== AIM ==
Update the data below so that every occurrence of "scoring pass" reads "review pass", and leave every other word exactly as it is.

* Start DATASET ENTRIES *

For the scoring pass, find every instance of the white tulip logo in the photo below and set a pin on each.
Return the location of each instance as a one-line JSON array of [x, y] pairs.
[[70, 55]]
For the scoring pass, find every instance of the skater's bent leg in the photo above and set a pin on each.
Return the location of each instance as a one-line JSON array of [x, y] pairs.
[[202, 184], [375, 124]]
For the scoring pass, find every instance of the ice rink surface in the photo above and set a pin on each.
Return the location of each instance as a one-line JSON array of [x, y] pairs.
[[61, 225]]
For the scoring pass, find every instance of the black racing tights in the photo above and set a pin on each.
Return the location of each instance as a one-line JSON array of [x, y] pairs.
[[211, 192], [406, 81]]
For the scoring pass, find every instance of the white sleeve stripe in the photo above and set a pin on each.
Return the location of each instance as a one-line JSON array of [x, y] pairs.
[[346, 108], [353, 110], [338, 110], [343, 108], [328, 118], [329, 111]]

* End DATASET ENTRIES *

== THE REPLY ==
For the review pass, find every instance of the white tulip logo in the photo below and set a pin on each.
Return the location of each instance as a one-line JSON array of [x, y] pairs.
[[70, 55]]
For the review pass, find every instance of the skater's bent leg in the photo above and set a pin on each.
Return the location of each instance as a one-line JSON array of [x, y] pairs.
[[202, 184], [375, 124]]
For the review pass, find every instance of the ice rink surface in the photo above and set a pin on each.
Return the location of each instance as a one-line JSON array of [x, y] pairs.
[[61, 225]]
For the review pass, find every instance of the black racing tights in the photo above and set a pin on each.
Return the location of each instance as a one-line JSON array of [x, y] pairs.
[[211, 192], [406, 81]]
For the review pass, find every instance of the white sleeve stripe in the photo above and set a pin on each.
Return the location of each instance as a one-line JSON array of [x, y] pairs.
[[346, 108], [353, 110], [338, 110], [343, 108], [328, 118], [329, 111]]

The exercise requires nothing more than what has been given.